* **Tasks**
**1.** Answer these questions from the ceremony text:
(a) What did another woman tuck over the narrator's legs, and when?
(b) For most of the narrator's life, what did the narrator assume closeness depended on?
(c) Where does the ceremony text say the transformation happened?
**2.** Does each statement agree with the ceremony text? Answer yes or no, and quote the words that decide it.
(a) Someone at the ceremony rushed in with advice.
(b) The narrator no longer works in ceremonial spaces.
(c) The narrator's healing started in the ceremony.
**3.** Can you reproduce the part of the ceremony text starting at "Nobody looked uncomfortable" and ending at "hide and control."?

* **Text block**
┌────────

One woman sat beside me rubbing my back. Someone handed me water and another woman tucked a blanket over my legs after the temperature dropped.
Nobody looked uncomfortable or rushed in with advice.
For most of my life, I assumed closeness depended on how useful or composed I was.
But there I was, sitting in a puddle of tears with tissues everywhere and the people around me came even closer.
For the first time, I felt seen without the masks I thought were protecting me and I discovered the depth of connection that was possible without them.
While my healing started in that ceremony, the transformation happened in the ordinary moments of my regular life afterwards. In the ways I started letting people in and in the patterns I could finally see clearly enough to start working on.
Plant medicine became part of my path through this season of life, and it still is. I continue to work in ceremonial spaces because of how much they’ve changed the way I relate to other people and to the parts of myself I spent years trying to hide and control.
But when I think about that particular ceremony now, what stays with me most is the experience of falling apart in front of other women and discovering nobody turned away.

└────────

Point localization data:
┌────────

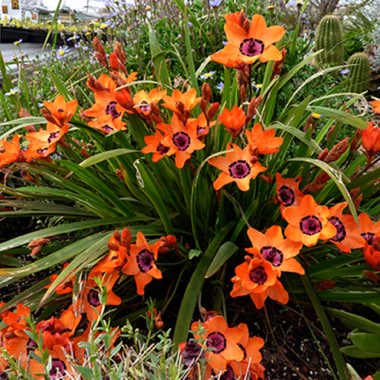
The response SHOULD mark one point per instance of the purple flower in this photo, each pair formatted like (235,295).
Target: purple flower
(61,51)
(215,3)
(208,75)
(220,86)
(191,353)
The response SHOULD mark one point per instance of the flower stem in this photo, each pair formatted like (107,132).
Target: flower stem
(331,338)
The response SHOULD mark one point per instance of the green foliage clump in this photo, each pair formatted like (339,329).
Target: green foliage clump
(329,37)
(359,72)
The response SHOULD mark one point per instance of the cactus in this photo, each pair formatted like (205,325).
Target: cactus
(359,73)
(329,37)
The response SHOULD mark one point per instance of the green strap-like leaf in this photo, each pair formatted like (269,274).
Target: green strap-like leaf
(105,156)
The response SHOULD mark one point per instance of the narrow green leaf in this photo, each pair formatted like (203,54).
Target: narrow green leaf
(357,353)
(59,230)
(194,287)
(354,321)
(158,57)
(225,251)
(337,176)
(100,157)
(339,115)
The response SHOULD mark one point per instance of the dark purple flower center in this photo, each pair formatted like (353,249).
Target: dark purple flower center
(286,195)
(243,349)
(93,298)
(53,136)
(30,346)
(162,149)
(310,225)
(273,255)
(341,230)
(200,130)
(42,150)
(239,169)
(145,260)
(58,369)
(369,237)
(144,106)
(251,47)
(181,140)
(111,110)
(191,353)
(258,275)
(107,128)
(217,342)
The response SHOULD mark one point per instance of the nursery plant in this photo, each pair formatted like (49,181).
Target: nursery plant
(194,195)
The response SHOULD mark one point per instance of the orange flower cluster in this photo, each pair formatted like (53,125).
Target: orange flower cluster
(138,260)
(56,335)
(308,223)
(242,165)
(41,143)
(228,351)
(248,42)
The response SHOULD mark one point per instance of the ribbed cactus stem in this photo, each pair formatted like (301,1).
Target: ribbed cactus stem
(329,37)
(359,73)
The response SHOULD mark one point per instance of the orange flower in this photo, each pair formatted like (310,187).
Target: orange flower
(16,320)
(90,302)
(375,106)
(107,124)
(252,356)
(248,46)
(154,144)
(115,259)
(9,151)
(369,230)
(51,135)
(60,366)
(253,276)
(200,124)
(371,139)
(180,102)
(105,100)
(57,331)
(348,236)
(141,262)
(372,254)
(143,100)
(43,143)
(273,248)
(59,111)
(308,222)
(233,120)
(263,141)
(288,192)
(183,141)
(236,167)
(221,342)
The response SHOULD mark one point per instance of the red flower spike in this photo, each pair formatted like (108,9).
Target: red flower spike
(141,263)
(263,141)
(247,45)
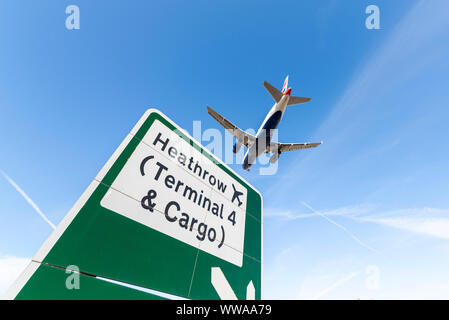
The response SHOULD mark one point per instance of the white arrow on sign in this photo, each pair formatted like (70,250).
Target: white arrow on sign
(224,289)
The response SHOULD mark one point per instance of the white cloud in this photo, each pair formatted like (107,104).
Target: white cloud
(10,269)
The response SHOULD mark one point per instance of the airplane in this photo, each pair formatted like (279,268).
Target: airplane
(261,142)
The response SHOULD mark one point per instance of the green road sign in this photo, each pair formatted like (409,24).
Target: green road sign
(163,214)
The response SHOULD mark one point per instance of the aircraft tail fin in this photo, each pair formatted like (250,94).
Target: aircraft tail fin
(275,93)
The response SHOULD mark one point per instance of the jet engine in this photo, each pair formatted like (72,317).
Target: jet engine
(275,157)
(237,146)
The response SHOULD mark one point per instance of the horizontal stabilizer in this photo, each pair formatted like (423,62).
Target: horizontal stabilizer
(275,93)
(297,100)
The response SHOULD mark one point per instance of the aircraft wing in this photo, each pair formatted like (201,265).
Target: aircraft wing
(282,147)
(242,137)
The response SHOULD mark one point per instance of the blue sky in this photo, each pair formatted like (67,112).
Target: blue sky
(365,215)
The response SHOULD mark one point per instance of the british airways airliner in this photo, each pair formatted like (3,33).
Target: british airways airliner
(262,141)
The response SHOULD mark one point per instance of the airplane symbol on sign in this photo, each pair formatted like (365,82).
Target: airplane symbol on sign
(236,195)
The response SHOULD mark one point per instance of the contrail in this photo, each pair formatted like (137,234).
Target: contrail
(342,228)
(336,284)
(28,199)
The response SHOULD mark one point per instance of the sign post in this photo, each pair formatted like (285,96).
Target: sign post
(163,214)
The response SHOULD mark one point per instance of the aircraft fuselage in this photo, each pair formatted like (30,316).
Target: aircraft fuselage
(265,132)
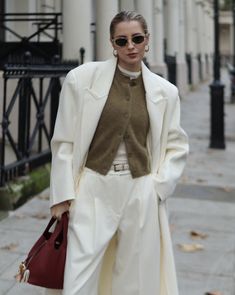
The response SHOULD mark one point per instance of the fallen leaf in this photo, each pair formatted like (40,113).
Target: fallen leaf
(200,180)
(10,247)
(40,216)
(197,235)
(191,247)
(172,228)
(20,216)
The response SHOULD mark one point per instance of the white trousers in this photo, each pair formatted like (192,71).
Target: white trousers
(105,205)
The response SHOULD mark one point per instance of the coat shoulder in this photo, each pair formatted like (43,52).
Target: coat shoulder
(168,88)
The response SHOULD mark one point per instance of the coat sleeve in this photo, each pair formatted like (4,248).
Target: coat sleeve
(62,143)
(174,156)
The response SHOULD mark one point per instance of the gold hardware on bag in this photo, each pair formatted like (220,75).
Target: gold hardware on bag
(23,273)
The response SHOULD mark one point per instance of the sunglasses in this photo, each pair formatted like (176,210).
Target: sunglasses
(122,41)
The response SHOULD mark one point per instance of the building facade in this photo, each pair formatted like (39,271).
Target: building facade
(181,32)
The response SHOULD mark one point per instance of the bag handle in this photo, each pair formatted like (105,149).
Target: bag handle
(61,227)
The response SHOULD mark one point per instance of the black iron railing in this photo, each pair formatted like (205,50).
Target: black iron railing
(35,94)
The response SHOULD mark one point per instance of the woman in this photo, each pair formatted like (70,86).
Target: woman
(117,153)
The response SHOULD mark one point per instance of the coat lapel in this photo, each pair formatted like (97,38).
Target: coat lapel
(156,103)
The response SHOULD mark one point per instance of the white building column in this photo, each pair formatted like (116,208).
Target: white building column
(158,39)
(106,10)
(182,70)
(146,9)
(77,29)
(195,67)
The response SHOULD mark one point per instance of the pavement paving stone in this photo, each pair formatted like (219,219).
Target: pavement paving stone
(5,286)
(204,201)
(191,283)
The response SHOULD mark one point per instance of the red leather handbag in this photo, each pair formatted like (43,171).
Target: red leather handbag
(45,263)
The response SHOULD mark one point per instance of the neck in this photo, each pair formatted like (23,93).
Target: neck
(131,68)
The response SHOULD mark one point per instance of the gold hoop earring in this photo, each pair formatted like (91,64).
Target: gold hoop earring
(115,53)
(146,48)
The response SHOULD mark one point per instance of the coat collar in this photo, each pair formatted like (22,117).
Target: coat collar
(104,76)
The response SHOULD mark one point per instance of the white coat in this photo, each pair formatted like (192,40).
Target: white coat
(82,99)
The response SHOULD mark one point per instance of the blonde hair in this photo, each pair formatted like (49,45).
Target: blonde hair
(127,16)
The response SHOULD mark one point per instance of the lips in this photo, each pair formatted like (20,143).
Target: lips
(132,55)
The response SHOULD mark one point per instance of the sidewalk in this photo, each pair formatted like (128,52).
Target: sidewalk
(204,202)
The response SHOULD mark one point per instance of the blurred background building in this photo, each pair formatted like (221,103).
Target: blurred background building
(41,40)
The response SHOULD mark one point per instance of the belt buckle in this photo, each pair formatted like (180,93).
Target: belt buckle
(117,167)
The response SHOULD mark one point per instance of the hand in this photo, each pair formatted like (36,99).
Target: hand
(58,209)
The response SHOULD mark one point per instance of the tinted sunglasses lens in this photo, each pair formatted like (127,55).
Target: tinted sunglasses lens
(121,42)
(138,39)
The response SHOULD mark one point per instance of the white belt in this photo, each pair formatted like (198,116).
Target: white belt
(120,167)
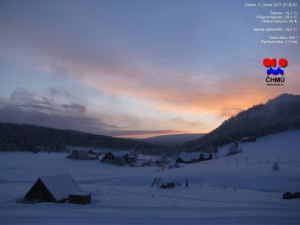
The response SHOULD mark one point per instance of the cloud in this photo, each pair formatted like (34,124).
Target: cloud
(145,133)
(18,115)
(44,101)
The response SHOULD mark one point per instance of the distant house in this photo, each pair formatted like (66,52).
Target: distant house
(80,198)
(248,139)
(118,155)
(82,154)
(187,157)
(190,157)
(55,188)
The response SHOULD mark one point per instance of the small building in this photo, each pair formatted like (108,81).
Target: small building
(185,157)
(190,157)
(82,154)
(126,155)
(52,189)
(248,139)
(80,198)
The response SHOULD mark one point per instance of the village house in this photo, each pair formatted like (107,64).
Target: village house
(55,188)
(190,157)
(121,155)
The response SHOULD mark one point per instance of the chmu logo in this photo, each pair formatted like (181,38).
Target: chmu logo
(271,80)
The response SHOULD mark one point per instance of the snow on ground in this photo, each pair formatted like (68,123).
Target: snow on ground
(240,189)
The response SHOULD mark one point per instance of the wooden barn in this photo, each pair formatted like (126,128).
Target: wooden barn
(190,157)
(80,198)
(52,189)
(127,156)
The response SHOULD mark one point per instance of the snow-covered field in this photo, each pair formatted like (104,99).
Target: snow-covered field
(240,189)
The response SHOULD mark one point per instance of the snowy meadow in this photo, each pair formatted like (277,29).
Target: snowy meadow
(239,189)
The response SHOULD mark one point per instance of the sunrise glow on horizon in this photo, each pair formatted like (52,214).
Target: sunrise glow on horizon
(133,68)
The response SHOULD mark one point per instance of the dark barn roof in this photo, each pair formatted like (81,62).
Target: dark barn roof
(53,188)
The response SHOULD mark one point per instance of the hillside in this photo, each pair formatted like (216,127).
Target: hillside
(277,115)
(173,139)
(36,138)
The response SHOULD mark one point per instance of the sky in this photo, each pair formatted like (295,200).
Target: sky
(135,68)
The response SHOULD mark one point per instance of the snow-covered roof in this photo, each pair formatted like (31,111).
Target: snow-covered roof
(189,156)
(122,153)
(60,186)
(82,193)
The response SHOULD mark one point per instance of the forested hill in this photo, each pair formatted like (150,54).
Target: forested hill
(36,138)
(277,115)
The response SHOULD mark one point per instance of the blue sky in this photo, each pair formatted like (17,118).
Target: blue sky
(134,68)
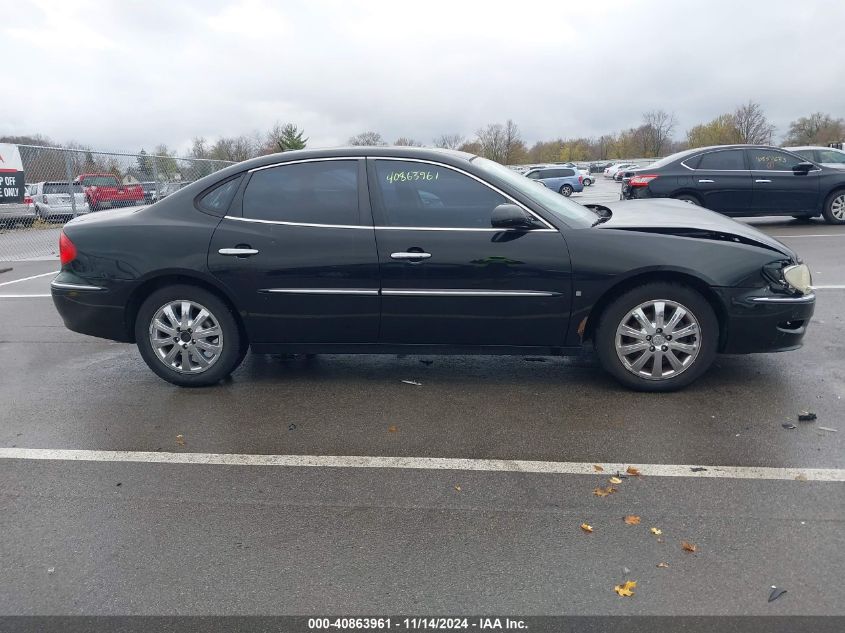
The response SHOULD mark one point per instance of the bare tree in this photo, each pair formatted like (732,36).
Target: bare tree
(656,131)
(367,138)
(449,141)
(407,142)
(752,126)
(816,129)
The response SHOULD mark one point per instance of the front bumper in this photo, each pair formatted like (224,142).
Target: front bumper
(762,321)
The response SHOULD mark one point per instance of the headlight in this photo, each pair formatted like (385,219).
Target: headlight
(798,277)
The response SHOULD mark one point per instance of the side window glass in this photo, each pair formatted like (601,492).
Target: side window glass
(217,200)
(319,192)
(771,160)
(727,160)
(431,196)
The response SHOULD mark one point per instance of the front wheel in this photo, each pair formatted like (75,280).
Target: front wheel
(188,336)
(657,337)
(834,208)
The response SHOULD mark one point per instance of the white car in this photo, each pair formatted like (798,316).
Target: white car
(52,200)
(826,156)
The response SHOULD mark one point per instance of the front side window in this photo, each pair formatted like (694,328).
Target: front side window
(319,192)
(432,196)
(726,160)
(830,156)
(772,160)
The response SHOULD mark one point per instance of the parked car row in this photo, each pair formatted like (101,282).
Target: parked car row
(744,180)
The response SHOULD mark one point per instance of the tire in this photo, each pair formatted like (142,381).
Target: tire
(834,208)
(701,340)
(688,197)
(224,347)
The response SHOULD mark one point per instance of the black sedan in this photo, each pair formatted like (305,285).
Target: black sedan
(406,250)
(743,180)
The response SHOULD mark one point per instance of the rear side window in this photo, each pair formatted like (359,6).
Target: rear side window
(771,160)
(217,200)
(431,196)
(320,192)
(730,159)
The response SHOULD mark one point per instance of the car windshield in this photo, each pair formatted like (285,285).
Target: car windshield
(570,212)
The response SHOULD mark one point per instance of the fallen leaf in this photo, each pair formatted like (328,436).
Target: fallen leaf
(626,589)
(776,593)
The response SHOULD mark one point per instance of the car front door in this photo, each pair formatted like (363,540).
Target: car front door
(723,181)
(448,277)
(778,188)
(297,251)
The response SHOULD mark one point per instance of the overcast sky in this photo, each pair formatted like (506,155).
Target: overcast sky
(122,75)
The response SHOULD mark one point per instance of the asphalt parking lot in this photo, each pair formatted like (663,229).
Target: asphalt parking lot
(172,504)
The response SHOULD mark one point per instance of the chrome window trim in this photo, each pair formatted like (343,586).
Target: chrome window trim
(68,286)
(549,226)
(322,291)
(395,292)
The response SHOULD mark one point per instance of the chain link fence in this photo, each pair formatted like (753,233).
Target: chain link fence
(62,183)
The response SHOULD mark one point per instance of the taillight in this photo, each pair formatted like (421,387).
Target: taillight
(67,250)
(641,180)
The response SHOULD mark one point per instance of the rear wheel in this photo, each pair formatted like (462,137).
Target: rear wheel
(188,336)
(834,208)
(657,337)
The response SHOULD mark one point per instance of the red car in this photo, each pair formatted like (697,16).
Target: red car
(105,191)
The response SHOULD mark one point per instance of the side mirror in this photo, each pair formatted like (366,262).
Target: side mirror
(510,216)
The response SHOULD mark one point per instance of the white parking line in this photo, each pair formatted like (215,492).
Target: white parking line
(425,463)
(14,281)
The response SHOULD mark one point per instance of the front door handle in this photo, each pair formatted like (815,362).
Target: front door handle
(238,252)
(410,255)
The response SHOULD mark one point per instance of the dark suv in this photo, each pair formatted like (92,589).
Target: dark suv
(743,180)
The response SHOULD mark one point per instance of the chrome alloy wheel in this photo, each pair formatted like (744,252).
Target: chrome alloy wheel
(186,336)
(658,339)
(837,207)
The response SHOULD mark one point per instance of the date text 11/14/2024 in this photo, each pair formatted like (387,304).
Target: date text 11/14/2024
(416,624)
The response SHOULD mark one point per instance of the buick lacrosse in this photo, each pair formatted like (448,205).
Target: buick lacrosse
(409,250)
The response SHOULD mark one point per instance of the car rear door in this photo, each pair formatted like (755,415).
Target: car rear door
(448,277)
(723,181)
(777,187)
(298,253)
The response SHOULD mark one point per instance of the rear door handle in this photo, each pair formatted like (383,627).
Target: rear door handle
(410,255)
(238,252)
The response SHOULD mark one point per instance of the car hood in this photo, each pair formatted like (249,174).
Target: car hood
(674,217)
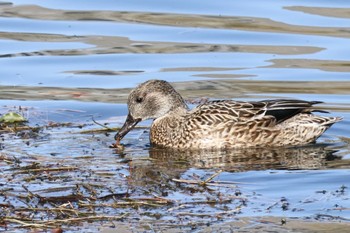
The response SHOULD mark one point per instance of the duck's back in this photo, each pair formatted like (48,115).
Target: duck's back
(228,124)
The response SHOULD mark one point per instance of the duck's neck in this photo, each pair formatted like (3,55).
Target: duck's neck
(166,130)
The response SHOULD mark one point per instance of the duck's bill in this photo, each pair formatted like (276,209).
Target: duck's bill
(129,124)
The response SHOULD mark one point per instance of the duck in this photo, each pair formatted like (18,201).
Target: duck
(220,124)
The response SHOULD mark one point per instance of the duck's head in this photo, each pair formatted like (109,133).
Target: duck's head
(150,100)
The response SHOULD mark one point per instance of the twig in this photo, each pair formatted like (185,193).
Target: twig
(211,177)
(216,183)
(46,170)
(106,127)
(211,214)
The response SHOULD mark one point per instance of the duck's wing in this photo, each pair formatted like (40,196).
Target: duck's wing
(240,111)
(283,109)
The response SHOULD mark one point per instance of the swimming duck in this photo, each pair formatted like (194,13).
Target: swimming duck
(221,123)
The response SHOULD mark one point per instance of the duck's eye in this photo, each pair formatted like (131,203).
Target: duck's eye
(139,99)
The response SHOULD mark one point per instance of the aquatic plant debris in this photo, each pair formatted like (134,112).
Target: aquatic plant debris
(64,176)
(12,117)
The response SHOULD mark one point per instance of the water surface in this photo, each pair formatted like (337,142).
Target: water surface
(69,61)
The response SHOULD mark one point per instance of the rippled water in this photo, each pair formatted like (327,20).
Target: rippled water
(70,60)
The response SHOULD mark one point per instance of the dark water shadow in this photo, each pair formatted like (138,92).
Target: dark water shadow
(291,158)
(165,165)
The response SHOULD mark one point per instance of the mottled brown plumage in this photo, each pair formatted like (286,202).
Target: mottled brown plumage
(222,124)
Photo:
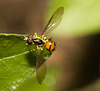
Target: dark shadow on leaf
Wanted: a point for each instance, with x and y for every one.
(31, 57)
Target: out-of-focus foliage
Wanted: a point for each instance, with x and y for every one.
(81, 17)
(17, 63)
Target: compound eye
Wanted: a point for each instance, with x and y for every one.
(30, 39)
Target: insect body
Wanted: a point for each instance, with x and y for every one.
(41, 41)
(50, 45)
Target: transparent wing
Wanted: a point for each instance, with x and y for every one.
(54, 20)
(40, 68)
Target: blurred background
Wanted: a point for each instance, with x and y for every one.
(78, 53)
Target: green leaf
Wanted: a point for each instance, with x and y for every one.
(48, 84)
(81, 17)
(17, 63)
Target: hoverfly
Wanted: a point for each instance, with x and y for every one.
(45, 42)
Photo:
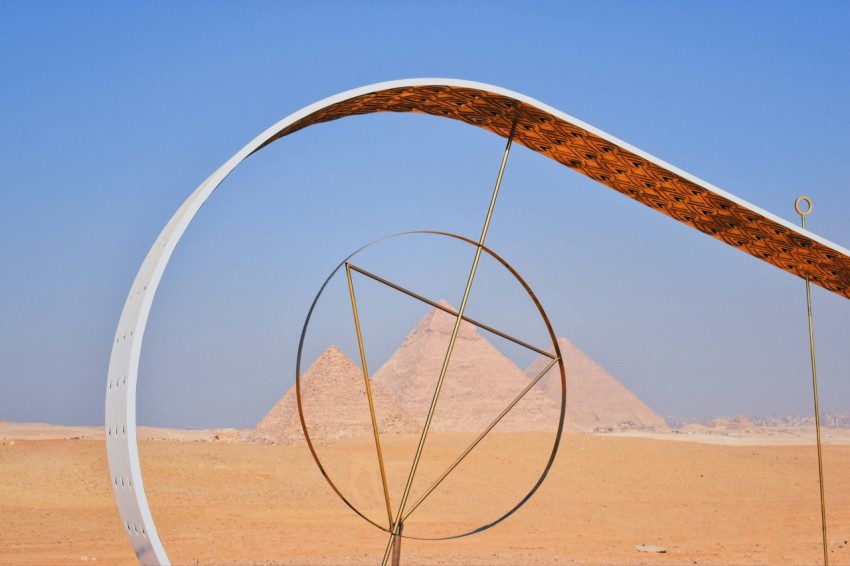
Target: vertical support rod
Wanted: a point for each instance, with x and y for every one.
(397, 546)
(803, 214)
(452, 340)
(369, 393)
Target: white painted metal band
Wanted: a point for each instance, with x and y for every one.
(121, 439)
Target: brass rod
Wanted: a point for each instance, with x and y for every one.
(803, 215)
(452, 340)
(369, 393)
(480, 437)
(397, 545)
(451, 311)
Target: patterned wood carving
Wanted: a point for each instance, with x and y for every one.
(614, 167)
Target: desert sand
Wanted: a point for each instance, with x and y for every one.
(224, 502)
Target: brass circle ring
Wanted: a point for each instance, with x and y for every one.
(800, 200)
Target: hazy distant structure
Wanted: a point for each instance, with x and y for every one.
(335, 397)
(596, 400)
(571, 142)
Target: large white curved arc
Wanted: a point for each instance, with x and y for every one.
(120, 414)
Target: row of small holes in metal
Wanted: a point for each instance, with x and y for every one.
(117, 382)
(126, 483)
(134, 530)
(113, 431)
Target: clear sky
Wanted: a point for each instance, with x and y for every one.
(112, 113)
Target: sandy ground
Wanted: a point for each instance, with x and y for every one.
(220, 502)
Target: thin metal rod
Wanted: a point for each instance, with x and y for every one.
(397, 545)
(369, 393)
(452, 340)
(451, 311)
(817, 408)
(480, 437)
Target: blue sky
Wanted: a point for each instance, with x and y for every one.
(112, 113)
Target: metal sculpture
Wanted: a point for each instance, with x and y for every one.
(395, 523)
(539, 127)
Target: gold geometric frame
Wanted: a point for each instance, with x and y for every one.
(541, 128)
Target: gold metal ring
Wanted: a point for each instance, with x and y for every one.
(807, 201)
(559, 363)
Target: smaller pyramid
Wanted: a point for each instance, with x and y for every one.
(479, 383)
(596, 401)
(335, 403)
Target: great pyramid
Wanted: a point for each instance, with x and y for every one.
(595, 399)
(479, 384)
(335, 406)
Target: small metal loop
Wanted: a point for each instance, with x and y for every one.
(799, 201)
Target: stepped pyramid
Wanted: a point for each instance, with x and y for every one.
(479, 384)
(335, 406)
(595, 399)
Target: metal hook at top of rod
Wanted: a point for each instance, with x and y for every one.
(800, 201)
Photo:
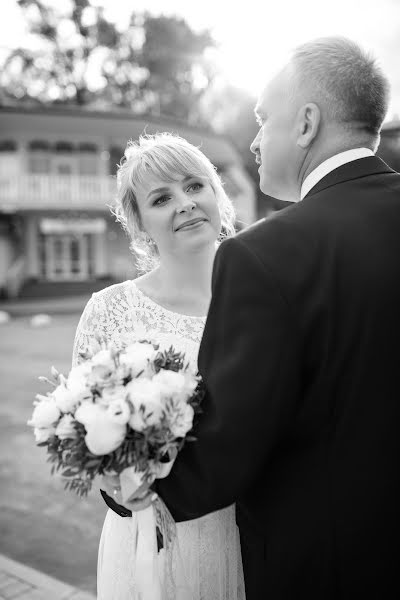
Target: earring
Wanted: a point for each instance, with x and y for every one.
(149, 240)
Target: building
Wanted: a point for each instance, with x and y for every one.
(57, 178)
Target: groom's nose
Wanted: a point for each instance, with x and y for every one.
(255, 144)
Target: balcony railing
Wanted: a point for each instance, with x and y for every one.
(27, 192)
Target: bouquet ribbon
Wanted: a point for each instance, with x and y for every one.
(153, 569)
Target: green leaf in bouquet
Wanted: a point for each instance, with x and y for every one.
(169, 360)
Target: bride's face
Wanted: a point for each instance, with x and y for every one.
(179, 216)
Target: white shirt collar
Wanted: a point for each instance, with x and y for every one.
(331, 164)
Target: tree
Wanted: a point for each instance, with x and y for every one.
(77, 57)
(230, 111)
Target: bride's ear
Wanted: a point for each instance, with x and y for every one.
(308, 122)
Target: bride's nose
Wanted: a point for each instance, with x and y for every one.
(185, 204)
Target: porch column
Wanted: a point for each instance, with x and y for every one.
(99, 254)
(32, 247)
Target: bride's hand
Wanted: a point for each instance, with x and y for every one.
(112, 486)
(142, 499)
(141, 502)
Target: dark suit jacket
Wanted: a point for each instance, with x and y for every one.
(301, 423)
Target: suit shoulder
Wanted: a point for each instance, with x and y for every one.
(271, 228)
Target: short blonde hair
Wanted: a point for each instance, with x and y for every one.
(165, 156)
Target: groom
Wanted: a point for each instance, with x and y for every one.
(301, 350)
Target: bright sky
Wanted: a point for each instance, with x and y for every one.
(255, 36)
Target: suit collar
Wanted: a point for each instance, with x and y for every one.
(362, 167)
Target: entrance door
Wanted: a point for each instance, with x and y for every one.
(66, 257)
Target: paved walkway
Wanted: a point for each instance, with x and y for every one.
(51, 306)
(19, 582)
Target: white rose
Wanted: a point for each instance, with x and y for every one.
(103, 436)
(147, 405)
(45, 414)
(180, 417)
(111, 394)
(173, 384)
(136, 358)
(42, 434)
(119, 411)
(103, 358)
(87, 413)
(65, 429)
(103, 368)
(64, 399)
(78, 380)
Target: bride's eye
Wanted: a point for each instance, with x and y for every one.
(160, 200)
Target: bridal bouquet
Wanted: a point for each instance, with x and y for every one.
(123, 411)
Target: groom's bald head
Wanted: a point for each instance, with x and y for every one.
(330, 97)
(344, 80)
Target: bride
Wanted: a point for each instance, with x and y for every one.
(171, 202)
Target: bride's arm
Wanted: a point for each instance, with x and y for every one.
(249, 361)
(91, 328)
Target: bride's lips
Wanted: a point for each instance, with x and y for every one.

└────────

* **Answers by item number**
**1.**
(a) A blanket, after the temperature dropped.
(b) How useful or composed the narrator was.
(c) In the ordinary moments of the narrator's regular life afterwards.

**2.**
(a) No: "Nobody looked uncomfortable or rushed in with advice."
(b) No: "I continue to work in ceremonial spaces"
(c) Yes: "my healing started in that ceremony"

**3.**
Nobody looked uncomfortable or rushed in with advice.
For most of my life, I assumed closeness depended on how useful or composed I was.
But there I was, sitting in a puddle of tears with tissues everywhere and the people around me came even closer.
For the first time, I felt seen without the masks I thought were protecting me and I discovered the depth of connection that was possible without them.
While my healing started in that ceremony, the transformation happened in the ordinary moments of my regular life afterwards. In the ways I started letting people in and in the patterns I could finally see clearly enough to start working on.
Plant medicine became part of my path through this season of life, and it still is. I continue to work in ceremonial spaces because of how much they’ve changed the way I relate to other people and to the parts of myself I spent years trying to hide and control.